Only the lines from the top of the following listing through the line with "Please answer as" belong in your answer, exactly as written.

##############################

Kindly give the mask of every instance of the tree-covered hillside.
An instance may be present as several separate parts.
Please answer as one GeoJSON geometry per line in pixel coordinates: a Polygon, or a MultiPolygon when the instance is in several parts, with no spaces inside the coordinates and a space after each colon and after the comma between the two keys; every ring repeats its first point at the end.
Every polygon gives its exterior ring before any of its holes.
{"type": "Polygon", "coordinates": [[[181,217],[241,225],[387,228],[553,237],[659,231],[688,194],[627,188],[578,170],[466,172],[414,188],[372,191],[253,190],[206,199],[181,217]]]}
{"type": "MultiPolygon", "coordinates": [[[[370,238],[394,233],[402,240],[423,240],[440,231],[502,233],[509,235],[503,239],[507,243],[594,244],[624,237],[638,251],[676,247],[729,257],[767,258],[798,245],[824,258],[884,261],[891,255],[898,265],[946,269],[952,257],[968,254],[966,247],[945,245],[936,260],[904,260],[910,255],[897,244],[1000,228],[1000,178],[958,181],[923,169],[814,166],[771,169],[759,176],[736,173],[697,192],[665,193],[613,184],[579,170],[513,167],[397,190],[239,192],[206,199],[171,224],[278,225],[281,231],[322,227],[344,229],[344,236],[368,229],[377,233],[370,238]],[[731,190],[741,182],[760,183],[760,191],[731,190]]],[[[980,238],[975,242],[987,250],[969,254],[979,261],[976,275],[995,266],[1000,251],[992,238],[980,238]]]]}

##############################

== Solved exercise ==
Kindly give the mask of every instance of the tree-covered hillside.
An instance may be present as several separate parts.
Please answer as one GeoJSON geometry per line in pixel coordinates: a Polygon, or a MultiPolygon when the instance is in several parts, with no spaces inside the coordinates and a space after each colon and after the comma between the two keys; every ring repeats its first point at the end.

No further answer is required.